AIM> Shift the answers by adding 106 to both numbers of every coordinate pair, and write out again every line from the one containing "Mark a point on each instance of the basement" down to the end of the items, requests included.

══════════

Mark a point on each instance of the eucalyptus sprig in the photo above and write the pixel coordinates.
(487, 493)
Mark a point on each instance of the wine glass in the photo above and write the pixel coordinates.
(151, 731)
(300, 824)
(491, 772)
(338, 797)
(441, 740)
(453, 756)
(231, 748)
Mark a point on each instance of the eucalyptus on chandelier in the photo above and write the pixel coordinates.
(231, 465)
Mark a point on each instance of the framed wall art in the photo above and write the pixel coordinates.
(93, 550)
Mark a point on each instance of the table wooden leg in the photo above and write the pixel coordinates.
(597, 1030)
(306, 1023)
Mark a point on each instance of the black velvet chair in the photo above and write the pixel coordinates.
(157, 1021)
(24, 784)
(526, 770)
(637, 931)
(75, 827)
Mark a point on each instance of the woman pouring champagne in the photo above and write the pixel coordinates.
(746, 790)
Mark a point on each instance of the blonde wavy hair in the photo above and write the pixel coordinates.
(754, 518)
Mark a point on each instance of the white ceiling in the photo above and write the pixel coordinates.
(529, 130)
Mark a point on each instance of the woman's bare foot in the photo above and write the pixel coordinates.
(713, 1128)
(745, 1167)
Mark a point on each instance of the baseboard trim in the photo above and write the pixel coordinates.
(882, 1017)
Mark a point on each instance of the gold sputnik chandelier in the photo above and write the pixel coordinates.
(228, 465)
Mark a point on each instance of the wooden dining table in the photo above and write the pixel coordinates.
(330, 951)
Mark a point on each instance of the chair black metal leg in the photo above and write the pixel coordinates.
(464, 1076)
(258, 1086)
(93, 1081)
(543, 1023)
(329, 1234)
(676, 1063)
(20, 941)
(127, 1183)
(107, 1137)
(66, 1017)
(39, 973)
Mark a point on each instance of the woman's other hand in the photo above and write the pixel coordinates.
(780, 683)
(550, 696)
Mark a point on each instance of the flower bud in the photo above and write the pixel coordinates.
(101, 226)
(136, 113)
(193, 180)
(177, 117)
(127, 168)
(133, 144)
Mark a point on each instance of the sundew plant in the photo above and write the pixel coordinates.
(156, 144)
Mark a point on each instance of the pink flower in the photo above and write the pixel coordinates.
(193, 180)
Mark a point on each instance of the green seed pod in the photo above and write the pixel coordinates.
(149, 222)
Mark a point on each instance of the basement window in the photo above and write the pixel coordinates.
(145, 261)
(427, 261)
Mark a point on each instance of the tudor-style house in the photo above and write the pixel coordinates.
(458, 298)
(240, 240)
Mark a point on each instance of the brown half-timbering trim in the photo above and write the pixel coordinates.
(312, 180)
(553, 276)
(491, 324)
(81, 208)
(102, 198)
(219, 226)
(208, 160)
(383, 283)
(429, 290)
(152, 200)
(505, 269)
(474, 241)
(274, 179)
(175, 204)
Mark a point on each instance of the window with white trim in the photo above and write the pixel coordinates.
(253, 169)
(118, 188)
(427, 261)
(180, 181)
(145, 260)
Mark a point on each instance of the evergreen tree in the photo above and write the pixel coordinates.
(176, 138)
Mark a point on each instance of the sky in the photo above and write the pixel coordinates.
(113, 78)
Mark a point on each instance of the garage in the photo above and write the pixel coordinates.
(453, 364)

══════════

ANSWER TO THIS EXERCISE>
Mark a point on each instance of the basement window in the photo above and write the pixel coordinates.
(251, 367)
(533, 367)
Mark a point on each instance of the tudor-style house in the photo above and write the pixel coordinates.
(564, 404)
(346, 346)
Mark a point on each instance of the brown half-timbering trim in the photo above and write the pixel coordinates.
(418, 286)
(659, 382)
(597, 430)
(187, 314)
(208, 304)
(325, 332)
(314, 266)
(489, 389)
(535, 396)
(258, 306)
(611, 375)
(580, 347)
(380, 285)
(281, 310)
Mark a point on each instance of the window with white trim in the photo above and write the pixel coordinates.
(359, 275)
(224, 294)
(533, 367)
(286, 287)
(251, 366)
Mark a point on each instance of the evergreen tree in the photo above and write the pixel coordinates.
(282, 244)
Mark a point on each instance of the sky in the photo above and write the pixel coordinates.
(219, 184)
Mark a point on each instance of the garage in the photo above and write the pixel coordinates.
(559, 470)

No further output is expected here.